RECORDS FOR PROCESSING:
· · · · ·

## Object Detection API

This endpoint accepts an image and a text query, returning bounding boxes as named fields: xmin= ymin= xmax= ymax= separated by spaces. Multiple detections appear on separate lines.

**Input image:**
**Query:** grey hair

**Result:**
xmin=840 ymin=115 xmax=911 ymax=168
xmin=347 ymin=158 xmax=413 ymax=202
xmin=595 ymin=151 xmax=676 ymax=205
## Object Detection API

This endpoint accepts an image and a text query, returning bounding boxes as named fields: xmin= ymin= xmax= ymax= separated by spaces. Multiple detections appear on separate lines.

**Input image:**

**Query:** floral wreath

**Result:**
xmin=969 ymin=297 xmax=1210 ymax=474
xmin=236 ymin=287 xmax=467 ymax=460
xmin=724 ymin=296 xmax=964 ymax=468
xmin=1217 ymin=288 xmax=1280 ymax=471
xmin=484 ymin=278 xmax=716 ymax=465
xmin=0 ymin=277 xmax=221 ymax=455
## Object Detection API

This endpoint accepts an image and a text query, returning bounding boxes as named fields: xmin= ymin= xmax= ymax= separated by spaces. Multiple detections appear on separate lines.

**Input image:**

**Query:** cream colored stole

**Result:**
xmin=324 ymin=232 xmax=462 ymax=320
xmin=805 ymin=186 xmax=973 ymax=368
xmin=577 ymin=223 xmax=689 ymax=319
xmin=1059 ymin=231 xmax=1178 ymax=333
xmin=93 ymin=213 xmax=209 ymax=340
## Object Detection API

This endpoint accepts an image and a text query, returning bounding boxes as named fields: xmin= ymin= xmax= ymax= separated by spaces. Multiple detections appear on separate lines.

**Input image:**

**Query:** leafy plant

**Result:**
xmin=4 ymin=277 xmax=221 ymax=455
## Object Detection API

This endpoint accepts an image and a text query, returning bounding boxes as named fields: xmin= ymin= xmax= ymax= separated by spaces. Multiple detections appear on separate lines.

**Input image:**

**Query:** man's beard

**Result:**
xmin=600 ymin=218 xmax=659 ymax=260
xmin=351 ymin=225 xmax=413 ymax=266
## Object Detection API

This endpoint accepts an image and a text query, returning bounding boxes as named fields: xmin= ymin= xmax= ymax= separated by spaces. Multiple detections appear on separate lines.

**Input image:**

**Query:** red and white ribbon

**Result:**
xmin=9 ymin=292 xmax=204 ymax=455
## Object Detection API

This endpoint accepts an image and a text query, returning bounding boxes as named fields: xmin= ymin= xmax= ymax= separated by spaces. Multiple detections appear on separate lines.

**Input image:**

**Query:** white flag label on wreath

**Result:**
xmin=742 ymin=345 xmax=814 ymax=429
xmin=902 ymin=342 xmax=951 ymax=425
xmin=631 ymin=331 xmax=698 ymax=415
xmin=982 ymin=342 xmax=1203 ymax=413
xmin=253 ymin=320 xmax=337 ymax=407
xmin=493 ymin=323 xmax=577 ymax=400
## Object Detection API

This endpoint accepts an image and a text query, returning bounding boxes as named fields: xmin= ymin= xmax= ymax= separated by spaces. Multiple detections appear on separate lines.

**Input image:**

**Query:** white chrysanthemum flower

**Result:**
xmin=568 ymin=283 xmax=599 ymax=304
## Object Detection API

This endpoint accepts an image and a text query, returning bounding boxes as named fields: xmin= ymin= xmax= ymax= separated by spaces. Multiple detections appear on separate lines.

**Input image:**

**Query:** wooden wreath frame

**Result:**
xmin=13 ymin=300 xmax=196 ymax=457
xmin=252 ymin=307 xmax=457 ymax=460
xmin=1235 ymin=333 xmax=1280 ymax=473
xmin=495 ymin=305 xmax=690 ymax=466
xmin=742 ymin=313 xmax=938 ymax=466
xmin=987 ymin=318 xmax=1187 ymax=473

· · · · ·

SHORT PROBLEM: Repeat every entry word for word.

ANSWER FOR THE TASK:
## Object Detection API

This endpoint accepts an image and a text query, returning bounding boxes as named fields: xmin= ymin= xmax= ymax= separated by spaces. Multiple detections appear on separate lines.

**Input image:**
**Query:** grey hair

**Result:**
xmin=840 ymin=115 xmax=911 ymax=168
xmin=347 ymin=158 xmax=413 ymax=202
xmin=595 ymin=151 xmax=676 ymax=205
## Object Detection API

This endpoint accepts an image and a text query, returning bounding boxes as named fields: xmin= ymin= xmax= ymax= separated by spaces. Multiple detections appear on separate lines.

**Input image:**

**Query:** floral wreath

**Result:**
xmin=969 ymin=297 xmax=1210 ymax=474
xmin=236 ymin=287 xmax=467 ymax=460
xmin=724 ymin=296 xmax=964 ymax=468
xmin=1217 ymin=288 xmax=1280 ymax=471
xmin=484 ymin=278 xmax=716 ymax=465
xmin=0 ymin=277 xmax=221 ymax=455
## Object Detection API

This endpoint accepts an image and a text query, returning bounding boxes as named fields: xmin= ymin= xmax= ymax= separated by spaces. Multiple detections appear on separate lines.

**Input image:**

**Query:** cream colored stole

**Result:**
xmin=324 ymin=232 xmax=462 ymax=320
xmin=805 ymin=186 xmax=973 ymax=368
xmin=577 ymin=223 xmax=689 ymax=319
xmin=1059 ymin=231 xmax=1178 ymax=333
xmin=93 ymin=213 xmax=209 ymax=340
## Object Detection API

This endpoint accepts an image and a text query, returning bounding boxes as named fields: xmin= ymin= xmax= ymax= separated by spaces. Multiple detections appear on separate lines.

**Input image:**

**Query:** leafy plant

**Result:**
xmin=4 ymin=277 xmax=221 ymax=455
## Object Detection API

This endpoint accepts an image and a text query, returning bounding boxes as named fields: xmin= ymin= xmax= ymax= separated by spaces. Multiple detections appear on separate lines.

**Input image:**

**Query:** man's beard

**Result:**
xmin=600 ymin=218 xmax=659 ymax=260
xmin=351 ymin=225 xmax=413 ymax=266
## Object Detection API

This endpoint accepts an image and a text query, returning bounding boxes as named fields: xmin= ymin= xmax= ymax= separated by spaces. Multiple detections appear on separate lines.

**Input image:**

**Query:** red and white ribbon

**Result:**
xmin=9 ymin=292 xmax=204 ymax=455
## Object Detection API

This endpoint accepts an image and a text query, returning bounding boxes as named fields: xmin= ymin= xmax= ymax= separated by spaces. Multiple detections appear on separate lines.

**Input image:**

**Query:** white flag label on wreath

**Result:**
xmin=742 ymin=345 xmax=814 ymax=429
xmin=902 ymin=342 xmax=951 ymax=425
xmin=631 ymin=331 xmax=698 ymax=415
xmin=982 ymin=342 xmax=1203 ymax=413
xmin=253 ymin=320 xmax=337 ymax=407
xmin=493 ymin=323 xmax=577 ymax=400
## Object Detection API

This endpoint accepts an image and a text query, returning bounding boxes as named fields: xmin= ymin= xmax= ymax= separated by spaces. Multiple detections appear on separate lines.

**Input image:**

**Query:** white chrysanthemum flower

**Result:**
xmin=568 ymin=283 xmax=599 ymax=304
## Object Detection API

This endpoint accepts an image and a text query, returning bounding boxes as named fields: xmin= ymin= xmax= ymax= separated by spaces. Multiple detections appear on separate lines.

**Input image:**

**Query:** wooden wreath frame

**Result:**
xmin=13 ymin=300 xmax=196 ymax=457
xmin=252 ymin=307 xmax=457 ymax=460
xmin=1235 ymin=333 xmax=1280 ymax=473
xmin=495 ymin=305 xmax=690 ymax=466
xmin=742 ymin=313 xmax=938 ymax=466
xmin=987 ymin=318 xmax=1187 ymax=473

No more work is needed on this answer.